▶ **抜粋箇所**:
NY為替見通し=ドル円、覆面介入への警戒感から神経質な展開が続くか

 本日のNY為替市場のドル円は、覆面介入への警戒感から神経質な展開が続くか。NY終盤である本日早朝、4円近く一気にドル安・円高が進行した場面では、政府・日銀が流動性の薄い時間帯を狙って円買い介入を実施したとの見方が今のところ優勢だ。米金融イベントを通過した後でもあり、市場も油断していたと思われる。

 なお、日銀当座預金残高の変動予想では短資会社予想と3.26兆から3.66兆円規模の乖離があった。この乖離幅が円買い介入に使用された可能性が高いとされている。本邦通貨当局がすぐに円転できる外貨準備高の外貨預金は、3月末で1550億ドル(@155円=約24兆円)だった。月曜日の覆面介入では5兆円規模、本日早朝の覆面介入で3.5兆円程度とした場合、15兆円程度の余力が残されている。

▶ **課題**:
ドル円見通しの抜粋によると、本邦通貨当局がすぐに円転できる外貨準備高の外貨預金は、3月末時点でいくらだったか。 この抜粋の記述だけを根拠にすること。

▶ **データ**:
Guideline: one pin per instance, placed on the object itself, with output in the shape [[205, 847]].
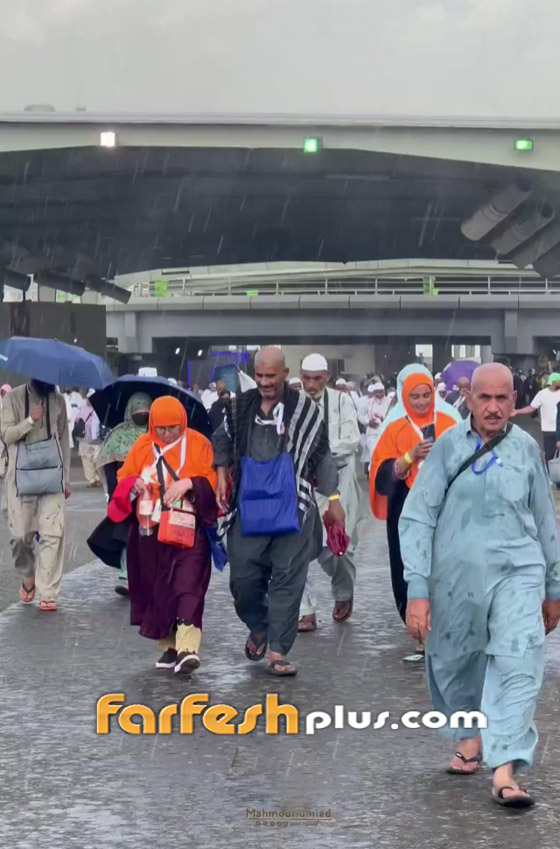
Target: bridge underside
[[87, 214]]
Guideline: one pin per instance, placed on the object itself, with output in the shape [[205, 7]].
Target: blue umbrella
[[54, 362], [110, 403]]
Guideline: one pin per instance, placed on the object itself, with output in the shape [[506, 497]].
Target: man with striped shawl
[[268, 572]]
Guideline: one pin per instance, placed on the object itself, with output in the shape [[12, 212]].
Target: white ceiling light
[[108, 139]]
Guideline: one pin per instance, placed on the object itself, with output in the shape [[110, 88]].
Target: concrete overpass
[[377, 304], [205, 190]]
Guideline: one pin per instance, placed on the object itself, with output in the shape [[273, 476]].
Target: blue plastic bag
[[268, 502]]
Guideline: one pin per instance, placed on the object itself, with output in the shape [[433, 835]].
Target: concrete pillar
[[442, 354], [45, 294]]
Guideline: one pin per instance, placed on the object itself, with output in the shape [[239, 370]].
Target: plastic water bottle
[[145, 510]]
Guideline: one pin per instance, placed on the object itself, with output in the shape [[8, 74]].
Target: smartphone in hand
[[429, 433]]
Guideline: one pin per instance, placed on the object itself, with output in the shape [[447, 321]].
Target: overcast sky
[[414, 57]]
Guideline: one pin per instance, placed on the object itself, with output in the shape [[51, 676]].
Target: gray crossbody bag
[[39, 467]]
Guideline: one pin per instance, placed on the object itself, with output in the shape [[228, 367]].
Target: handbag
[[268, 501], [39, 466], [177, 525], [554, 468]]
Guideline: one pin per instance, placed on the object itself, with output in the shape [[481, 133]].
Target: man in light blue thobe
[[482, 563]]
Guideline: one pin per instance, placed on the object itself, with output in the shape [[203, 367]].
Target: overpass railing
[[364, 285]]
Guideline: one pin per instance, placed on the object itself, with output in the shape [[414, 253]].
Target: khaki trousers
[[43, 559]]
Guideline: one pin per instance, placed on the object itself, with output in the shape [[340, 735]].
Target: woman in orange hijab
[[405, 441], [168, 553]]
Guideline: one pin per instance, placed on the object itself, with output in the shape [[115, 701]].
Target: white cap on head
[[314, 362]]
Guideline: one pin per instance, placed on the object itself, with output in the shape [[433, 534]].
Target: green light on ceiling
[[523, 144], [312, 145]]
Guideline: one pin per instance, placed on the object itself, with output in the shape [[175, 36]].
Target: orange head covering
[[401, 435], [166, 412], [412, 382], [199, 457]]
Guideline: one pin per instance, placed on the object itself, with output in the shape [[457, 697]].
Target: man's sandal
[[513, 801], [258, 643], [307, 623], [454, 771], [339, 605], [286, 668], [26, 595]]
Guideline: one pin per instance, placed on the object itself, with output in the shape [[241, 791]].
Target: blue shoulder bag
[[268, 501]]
---
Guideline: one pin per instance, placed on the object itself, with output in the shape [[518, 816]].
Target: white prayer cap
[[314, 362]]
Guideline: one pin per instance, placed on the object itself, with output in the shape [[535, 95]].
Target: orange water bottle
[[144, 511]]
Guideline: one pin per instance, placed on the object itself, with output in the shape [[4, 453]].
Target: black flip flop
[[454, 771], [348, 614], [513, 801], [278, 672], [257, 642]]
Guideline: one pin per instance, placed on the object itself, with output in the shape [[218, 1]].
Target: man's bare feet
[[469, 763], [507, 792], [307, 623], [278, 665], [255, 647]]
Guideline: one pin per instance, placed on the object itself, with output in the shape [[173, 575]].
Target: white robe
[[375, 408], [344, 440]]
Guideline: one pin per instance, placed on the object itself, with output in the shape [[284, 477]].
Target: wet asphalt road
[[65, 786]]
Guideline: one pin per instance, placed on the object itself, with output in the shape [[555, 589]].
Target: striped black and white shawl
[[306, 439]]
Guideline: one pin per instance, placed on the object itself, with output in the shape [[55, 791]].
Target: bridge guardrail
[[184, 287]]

▶ **解答**:
1550億ドル(1ドル155円換算で約24兆円)。